[Given information — start]

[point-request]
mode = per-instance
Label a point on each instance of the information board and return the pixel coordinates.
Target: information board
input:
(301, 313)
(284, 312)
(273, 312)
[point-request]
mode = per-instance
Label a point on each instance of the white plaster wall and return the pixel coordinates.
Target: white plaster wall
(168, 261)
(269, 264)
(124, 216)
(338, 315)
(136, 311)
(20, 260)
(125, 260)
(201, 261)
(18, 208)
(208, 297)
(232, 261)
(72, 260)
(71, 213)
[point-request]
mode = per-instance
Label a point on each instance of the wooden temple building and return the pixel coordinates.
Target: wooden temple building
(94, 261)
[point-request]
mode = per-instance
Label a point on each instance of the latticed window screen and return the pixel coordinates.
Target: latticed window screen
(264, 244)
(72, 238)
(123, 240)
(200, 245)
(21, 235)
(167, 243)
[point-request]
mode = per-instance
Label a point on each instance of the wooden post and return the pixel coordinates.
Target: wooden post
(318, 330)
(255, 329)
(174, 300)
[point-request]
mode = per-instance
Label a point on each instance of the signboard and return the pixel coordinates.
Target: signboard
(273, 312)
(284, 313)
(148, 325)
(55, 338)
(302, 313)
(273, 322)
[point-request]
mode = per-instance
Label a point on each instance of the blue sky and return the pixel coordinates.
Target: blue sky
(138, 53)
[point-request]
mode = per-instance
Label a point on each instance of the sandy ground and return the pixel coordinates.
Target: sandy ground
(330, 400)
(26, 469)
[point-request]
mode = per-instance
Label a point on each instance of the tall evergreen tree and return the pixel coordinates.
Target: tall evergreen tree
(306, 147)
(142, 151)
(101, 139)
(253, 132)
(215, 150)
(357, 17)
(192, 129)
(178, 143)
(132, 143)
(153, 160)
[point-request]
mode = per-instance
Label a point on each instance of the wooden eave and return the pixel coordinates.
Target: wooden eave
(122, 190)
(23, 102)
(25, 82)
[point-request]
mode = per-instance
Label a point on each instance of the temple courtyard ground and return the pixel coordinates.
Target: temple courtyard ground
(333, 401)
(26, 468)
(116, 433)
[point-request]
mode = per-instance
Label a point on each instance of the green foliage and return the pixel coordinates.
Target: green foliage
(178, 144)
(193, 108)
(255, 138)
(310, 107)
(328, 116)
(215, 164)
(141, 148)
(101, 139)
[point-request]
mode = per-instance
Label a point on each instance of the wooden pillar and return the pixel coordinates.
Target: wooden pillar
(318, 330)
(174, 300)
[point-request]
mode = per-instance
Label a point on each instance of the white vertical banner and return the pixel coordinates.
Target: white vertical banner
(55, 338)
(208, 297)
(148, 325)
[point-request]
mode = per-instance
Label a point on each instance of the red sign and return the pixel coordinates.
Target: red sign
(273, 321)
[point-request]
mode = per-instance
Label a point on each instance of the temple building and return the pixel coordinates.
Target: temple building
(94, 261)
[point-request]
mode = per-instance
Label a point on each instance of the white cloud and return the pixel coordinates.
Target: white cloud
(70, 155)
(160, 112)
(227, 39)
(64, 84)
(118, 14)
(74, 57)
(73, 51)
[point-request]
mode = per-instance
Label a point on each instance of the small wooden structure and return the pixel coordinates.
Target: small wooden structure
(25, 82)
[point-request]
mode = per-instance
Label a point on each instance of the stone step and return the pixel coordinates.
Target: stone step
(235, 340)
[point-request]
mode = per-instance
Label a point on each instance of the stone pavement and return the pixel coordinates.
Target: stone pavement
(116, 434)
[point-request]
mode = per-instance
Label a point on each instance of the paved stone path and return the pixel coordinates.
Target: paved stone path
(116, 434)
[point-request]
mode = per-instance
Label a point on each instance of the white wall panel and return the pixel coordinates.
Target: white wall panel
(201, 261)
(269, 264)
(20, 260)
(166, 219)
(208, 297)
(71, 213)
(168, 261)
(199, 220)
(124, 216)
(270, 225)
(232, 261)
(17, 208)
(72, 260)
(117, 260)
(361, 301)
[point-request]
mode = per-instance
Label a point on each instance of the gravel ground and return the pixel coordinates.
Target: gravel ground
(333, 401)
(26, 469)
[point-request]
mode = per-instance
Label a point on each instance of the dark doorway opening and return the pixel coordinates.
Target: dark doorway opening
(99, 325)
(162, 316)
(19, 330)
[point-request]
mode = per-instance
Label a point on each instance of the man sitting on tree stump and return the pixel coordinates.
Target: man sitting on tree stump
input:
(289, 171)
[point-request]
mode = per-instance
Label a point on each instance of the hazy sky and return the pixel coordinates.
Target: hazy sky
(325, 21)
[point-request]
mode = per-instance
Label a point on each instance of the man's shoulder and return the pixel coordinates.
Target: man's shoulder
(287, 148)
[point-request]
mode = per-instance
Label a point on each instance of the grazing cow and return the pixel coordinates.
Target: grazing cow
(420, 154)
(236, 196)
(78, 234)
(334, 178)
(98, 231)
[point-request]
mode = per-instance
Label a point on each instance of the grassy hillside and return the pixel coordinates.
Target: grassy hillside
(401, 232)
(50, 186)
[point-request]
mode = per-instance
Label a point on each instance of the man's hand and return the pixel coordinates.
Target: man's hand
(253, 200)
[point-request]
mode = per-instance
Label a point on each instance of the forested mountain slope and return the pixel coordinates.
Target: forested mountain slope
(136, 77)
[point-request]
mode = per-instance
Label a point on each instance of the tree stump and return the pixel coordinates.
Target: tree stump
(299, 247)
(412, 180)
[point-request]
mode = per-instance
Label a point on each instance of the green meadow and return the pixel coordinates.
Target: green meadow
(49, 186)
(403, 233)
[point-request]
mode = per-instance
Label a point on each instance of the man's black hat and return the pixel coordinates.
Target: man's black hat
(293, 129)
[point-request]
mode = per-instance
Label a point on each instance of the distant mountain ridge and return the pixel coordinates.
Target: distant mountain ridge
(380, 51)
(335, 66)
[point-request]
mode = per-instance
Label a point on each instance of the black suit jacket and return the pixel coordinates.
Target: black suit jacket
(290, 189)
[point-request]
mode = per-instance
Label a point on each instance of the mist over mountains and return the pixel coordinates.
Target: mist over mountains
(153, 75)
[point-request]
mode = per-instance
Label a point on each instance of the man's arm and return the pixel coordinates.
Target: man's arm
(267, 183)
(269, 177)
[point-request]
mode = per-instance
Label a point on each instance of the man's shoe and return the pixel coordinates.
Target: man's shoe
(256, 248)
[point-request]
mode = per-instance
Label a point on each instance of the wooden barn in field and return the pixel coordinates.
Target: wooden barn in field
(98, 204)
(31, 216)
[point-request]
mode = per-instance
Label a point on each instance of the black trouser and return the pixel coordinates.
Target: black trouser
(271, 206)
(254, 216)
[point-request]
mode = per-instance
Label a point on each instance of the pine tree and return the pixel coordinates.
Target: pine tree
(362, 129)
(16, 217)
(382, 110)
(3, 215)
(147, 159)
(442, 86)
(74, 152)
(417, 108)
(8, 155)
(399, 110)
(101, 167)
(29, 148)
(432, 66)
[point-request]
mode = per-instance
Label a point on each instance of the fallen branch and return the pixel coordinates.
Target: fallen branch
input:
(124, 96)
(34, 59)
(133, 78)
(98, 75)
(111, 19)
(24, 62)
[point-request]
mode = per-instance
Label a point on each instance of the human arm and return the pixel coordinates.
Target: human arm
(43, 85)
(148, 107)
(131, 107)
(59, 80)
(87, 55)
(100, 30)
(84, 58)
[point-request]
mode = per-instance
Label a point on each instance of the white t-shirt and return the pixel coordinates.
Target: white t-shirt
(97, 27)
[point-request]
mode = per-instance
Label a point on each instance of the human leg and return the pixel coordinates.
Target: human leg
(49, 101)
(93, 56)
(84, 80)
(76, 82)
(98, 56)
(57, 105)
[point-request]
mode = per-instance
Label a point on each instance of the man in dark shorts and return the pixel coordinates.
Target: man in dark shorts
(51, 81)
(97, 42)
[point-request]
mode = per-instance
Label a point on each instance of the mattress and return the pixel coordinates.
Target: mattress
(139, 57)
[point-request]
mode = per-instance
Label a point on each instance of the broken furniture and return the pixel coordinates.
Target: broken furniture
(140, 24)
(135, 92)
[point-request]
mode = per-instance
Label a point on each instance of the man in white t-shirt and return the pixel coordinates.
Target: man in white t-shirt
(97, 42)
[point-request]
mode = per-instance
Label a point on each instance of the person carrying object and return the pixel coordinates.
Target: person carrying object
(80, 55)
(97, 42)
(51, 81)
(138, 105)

[Given information — finish]

Scan the records for the word "fallen". Copy each line where it turns up.

**Written reply**
Label a point on each instance of the fallen branch and return the pixel coordinates.
Target: fallen branch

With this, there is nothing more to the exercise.